◆ Work request
Show all lines containing "bowl" from the data below.

◆ Supplied information
-*-*-

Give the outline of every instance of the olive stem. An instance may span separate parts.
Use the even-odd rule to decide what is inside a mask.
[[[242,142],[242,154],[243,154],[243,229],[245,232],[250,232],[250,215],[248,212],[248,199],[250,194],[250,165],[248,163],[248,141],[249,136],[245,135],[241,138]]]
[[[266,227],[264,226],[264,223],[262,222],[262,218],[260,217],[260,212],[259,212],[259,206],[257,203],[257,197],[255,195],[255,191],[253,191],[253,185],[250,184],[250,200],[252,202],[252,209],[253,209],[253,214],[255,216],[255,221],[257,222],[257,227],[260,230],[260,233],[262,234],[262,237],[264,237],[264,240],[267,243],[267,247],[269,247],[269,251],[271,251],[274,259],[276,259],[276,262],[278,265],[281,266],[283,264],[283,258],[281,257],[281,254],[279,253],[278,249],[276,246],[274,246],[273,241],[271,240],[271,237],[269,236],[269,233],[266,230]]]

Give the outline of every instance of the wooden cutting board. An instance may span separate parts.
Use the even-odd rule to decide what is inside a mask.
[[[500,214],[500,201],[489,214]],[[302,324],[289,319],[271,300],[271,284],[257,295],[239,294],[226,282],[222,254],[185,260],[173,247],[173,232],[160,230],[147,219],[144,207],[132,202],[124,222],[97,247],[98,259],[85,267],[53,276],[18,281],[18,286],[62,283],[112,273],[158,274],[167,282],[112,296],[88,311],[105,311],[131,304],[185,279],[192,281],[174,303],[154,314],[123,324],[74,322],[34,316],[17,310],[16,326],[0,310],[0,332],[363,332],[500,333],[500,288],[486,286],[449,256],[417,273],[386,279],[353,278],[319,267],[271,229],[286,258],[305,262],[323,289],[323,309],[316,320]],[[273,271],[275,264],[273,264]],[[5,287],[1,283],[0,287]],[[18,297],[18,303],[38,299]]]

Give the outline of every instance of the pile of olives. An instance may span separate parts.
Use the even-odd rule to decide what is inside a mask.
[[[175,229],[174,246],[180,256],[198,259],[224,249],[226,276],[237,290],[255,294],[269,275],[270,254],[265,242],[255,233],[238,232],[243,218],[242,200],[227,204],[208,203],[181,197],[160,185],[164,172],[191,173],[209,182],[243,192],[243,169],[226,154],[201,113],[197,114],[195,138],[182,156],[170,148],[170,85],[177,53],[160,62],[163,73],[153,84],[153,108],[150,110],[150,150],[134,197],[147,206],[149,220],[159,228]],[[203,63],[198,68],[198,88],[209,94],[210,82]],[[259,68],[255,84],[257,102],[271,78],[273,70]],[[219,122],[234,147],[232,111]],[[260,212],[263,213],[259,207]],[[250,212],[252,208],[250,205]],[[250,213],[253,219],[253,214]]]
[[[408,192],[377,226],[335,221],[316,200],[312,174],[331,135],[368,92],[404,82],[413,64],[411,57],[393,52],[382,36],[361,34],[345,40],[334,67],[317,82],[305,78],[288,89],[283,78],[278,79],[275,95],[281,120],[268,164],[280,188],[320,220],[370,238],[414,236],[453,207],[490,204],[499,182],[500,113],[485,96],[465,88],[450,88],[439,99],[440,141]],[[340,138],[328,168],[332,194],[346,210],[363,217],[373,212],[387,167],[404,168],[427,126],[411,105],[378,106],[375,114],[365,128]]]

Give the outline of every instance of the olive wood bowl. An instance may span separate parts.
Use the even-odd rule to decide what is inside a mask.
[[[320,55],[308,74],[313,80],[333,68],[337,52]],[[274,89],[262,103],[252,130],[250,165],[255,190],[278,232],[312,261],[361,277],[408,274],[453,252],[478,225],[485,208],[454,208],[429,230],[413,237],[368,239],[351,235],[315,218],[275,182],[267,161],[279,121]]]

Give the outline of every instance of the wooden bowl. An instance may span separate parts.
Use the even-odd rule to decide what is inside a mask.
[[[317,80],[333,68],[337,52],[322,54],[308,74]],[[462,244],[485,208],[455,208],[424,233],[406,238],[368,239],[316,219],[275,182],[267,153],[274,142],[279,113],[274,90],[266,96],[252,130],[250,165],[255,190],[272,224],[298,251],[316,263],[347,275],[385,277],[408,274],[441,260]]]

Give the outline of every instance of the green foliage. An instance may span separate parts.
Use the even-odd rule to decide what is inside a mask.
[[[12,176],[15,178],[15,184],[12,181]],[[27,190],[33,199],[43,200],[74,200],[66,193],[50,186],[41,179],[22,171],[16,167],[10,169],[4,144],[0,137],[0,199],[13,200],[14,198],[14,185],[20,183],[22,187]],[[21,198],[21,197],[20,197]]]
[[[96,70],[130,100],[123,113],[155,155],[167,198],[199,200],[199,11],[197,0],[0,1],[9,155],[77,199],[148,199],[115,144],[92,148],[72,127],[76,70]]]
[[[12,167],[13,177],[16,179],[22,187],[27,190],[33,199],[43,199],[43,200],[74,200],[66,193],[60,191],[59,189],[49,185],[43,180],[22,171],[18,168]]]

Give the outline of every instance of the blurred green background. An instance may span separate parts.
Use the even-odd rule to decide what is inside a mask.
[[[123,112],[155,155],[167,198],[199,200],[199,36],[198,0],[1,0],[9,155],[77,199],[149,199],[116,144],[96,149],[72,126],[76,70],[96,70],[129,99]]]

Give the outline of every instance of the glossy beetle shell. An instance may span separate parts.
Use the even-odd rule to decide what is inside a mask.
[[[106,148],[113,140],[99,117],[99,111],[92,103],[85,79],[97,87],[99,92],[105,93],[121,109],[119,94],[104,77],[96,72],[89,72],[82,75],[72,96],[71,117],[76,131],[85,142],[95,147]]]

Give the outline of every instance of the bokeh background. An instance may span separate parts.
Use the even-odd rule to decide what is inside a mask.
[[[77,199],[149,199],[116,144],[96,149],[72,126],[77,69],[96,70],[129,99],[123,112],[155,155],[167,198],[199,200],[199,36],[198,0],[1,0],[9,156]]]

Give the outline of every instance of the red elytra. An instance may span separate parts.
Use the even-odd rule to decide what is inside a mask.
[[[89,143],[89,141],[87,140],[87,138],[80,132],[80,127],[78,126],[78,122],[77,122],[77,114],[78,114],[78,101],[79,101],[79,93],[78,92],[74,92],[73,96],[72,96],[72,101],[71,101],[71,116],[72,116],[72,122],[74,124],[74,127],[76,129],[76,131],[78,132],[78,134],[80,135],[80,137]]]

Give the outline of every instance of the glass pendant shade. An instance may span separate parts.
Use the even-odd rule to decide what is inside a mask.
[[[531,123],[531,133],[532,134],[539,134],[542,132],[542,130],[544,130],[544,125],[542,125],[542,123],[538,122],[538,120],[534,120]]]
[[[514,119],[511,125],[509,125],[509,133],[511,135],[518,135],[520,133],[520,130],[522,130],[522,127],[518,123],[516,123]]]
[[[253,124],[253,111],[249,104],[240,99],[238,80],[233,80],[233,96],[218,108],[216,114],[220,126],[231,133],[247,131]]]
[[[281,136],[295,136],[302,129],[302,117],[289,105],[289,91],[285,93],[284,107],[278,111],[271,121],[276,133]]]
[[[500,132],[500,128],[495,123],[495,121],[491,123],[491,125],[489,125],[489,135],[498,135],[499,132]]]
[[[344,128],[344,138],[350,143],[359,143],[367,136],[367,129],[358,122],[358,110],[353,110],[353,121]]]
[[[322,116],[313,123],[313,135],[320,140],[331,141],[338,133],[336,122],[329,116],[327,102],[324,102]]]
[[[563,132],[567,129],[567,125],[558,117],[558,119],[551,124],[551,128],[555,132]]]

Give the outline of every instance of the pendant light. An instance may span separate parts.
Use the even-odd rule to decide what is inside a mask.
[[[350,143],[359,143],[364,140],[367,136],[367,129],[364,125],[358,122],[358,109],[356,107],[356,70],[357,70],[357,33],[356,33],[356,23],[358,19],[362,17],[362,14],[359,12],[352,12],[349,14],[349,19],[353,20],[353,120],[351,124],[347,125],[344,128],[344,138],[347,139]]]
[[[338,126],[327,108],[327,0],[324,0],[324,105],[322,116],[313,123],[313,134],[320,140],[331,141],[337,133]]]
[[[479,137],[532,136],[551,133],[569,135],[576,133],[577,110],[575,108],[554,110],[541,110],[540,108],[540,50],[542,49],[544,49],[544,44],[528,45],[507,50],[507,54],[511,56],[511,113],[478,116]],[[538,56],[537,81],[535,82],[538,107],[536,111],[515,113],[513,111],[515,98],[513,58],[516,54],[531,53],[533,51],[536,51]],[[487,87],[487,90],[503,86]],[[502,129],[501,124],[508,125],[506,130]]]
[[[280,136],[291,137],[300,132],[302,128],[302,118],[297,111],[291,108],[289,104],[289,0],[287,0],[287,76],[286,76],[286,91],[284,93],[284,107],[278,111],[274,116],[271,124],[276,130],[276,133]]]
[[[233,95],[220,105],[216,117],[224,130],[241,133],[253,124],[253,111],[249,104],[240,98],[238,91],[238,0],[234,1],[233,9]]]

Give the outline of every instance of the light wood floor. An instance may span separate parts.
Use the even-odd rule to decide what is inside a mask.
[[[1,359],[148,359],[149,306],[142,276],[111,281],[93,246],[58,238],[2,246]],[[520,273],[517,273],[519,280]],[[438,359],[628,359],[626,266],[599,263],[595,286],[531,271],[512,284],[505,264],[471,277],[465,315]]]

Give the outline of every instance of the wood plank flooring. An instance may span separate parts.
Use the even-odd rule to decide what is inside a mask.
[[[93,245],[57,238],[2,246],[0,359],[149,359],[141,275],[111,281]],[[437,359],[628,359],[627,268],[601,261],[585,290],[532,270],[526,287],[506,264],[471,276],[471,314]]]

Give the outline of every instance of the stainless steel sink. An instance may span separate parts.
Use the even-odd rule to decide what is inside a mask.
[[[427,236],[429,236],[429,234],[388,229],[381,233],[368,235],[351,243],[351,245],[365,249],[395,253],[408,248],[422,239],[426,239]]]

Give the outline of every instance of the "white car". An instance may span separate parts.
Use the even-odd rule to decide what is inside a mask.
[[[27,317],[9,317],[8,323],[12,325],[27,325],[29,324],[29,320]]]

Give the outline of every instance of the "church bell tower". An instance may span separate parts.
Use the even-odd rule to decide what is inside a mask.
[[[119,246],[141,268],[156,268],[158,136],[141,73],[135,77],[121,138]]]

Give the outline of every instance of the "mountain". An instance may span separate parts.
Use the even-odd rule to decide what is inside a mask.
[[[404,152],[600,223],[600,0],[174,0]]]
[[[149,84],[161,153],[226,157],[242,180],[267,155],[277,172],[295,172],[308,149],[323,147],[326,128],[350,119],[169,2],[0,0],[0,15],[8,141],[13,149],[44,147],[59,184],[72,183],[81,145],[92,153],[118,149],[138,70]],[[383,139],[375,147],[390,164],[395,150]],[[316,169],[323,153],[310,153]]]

-*-*-

◆ Written answer
Give the outline of every instance of the olive wood bowl. An instance may span separate parts.
Give the outline of every instance of the wooden bowl. An instance may span separate parts.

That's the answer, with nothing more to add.